## start Record extracts

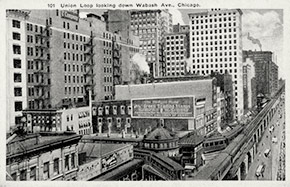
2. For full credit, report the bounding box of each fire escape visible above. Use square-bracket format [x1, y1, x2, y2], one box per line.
[84, 32, 95, 100]
[112, 37, 122, 97]
[33, 24, 51, 109]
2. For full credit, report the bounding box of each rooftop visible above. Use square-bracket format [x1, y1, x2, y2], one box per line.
[6, 132, 81, 158]
[78, 142, 131, 158]
[179, 133, 204, 145]
[144, 125, 177, 140]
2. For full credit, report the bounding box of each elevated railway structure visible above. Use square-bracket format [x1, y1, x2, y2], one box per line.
[193, 84, 285, 180]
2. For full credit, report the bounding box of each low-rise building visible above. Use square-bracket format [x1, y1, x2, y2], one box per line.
[23, 106, 93, 135]
[143, 125, 179, 157]
[6, 133, 81, 181]
[116, 77, 217, 135]
[78, 141, 133, 181]
[179, 132, 204, 169]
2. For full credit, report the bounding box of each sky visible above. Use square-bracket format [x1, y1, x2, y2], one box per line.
[170, 9, 287, 78]
[81, 9, 287, 78]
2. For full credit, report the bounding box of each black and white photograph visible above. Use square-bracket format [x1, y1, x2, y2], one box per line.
[0, 2, 289, 186]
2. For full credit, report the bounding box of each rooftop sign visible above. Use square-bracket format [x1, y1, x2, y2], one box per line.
[131, 96, 194, 119]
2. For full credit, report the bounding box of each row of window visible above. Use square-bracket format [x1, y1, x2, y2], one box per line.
[166, 40, 183, 46]
[192, 9, 236, 19]
[192, 51, 237, 58]
[64, 86, 84, 95]
[192, 63, 237, 68]
[166, 50, 184, 55]
[191, 22, 237, 31]
[27, 73, 50, 85]
[63, 32, 87, 42]
[131, 12, 158, 19]
[192, 45, 237, 52]
[191, 16, 237, 24]
[11, 153, 76, 181]
[64, 64, 86, 72]
[28, 87, 49, 97]
[26, 18, 52, 33]
[167, 62, 184, 66]
[166, 56, 184, 61]
[98, 117, 131, 127]
[63, 21, 78, 30]
[167, 67, 184, 71]
[166, 70, 184, 76]
[192, 40, 237, 47]
[98, 105, 131, 116]
[12, 20, 20, 29]
[191, 28, 237, 36]
[104, 86, 113, 92]
[166, 35, 184, 40]
[63, 42, 86, 52]
[64, 75, 87, 84]
[63, 52, 87, 62]
[166, 46, 184, 51]
[192, 34, 237, 42]
[192, 57, 237, 63]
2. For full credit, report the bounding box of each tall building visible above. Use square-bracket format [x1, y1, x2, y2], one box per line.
[243, 51, 279, 96]
[6, 10, 29, 131]
[6, 10, 139, 131]
[165, 25, 189, 76]
[243, 58, 257, 112]
[131, 10, 172, 77]
[6, 133, 81, 181]
[189, 9, 244, 119]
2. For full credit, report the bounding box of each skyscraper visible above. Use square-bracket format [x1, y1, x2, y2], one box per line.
[189, 9, 244, 119]
[6, 10, 139, 131]
[131, 10, 172, 77]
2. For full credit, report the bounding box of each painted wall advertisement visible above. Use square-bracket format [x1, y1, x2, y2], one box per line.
[131, 96, 194, 118]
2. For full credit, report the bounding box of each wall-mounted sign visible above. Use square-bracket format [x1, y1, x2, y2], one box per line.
[101, 154, 117, 171]
[61, 10, 79, 22]
[131, 96, 194, 119]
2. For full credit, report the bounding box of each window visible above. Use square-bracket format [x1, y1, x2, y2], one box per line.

## end Record extracts

**Task requirements:**
Reproduce the stretch of the listing above, from the line containing "2. For full credit, report the bounding box of each wall-mounted" through the end of the listing, with nothing changed.

**Output of the exercise:**
2. For full credit, report the bounding box of each wall-mounted sign visible above. Use square-bracket format [x1, y1, x2, y2], one box per line.
[101, 154, 117, 171]
[61, 10, 79, 22]
[131, 96, 194, 119]
2. For full credit, report the bounding box of each window visible above. Use square-bracket format [x1, y1, x2, y2], one box per line.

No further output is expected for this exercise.